Rewrite the lines below as a two-column CSV with the headers line_text and answer. Make one row for each line that asks for marker positions, paired with all the point tags that follow it, with every field quoted and line breaks turned into spaces.

| Entries |
═══

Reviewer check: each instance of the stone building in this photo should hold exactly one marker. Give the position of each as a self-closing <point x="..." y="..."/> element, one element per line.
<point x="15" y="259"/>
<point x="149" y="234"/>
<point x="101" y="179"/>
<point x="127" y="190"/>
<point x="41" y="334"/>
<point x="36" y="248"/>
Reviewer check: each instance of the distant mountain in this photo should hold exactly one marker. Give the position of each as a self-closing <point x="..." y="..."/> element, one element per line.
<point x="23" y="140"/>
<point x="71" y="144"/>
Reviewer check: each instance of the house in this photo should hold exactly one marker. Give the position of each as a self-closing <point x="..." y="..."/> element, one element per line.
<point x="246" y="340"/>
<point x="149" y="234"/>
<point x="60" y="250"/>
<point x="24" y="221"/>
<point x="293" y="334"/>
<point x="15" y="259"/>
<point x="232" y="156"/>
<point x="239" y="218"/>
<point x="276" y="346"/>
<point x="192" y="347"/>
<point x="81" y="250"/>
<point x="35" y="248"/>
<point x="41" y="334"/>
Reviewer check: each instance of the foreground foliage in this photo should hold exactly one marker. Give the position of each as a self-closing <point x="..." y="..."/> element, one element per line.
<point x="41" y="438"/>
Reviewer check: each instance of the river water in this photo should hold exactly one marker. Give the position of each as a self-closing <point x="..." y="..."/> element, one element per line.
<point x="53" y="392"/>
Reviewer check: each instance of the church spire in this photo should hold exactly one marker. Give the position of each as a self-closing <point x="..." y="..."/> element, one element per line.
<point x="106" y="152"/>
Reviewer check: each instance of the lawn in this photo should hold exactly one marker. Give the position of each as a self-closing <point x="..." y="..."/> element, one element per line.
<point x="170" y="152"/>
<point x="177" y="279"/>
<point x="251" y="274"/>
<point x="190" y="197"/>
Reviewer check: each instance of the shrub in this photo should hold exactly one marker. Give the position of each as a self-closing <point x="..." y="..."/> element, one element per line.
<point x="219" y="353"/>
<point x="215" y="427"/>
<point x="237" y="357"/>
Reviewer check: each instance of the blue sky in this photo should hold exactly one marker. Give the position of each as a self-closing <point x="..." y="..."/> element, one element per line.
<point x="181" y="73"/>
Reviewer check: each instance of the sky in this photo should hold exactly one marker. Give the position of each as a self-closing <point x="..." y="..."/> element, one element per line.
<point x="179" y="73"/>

═══

| Answer to this task |
line_text,answer
"Reviewer check: each instance of the stone building in this photo should hold exactly one marker. Give the position of each as a self-closing <point x=""..."" y=""...""/> element, one element per line.","<point x=""15"" y=""259""/> <point x=""149"" y=""234""/> <point x=""101"" y=""179""/> <point x=""127"" y=""190""/> <point x=""41"" y=""334""/> <point x=""36"" y=""248""/>"
"Reviewer check: each instance of the distant mountain in this photo should hold exactly one marker. Give the position of each as a self-closing <point x=""..."" y=""...""/> element, one element per line.","<point x=""23"" y=""140""/> <point x=""71"" y=""144""/>"
"Reviewer check: each instance of the house in this photo should hold exactly one marker. Give the position of each as a self-closing <point x=""..."" y=""...""/> element, one element per line.","<point x=""246"" y=""340""/> <point x=""149"" y=""234""/> <point x=""60"" y=""250""/> <point x=""24"" y=""221""/> <point x=""293"" y=""334""/> <point x=""15"" y=""259""/> <point x=""232"" y=""156""/> <point x=""239"" y=""218""/> <point x=""276"" y=""346""/> <point x=""192"" y=""347""/> <point x=""81"" y=""250""/> <point x=""35"" y=""248""/> <point x=""41"" y=""334""/>"
"Reviewer check: each instance of the foreground foliage in this photo should hold exactly one marker. Give the position of each as a self-closing <point x=""..."" y=""...""/> element, one element per line.","<point x=""41"" y=""438""/>"
"Reviewer check: each instance of the river water in this photo should hold exactly one marker. Give the position of each as a self-closing <point x=""..."" y=""...""/> element, one element per line.","<point x=""53"" y=""392""/>"
"Reviewer check: each instance of the church spire in this photo should hold exactly one marker. Give the position of each as a self-closing <point x=""..."" y=""...""/> element, one element per line.","<point x=""106"" y=""152""/>"
"Reviewer check: each instance of the lawn in this photo should hold exactly one marker. Give the position of each as a self-closing <point x=""..."" y=""...""/> element, one element per line.","<point x=""170"" y=""152""/> <point x=""177"" y=""279""/> <point x=""251"" y=""274""/> <point x=""190"" y=""197""/>"
"Reviewer check: each instance of the shrub in this photo should hold exactly one marker. Give the position of each as a self-closing <point x=""..."" y=""...""/> element, one element per line.","<point x=""219"" y=""353""/> <point x=""215"" y=""427""/> <point x=""237"" y=""357""/>"
"Reviewer check: each instance of the blue sky in this photo should hold exactly one marker. Give the position of each as a self-closing <point x=""..."" y=""...""/> element, one element per line.","<point x=""181"" y=""73""/>"
"Reviewer check: each instance of the sky in this photo should hold exactly one marker. Give the position of each as a self-closing <point x=""..."" y=""...""/> element, one element per line.","<point x=""179"" y=""73""/>"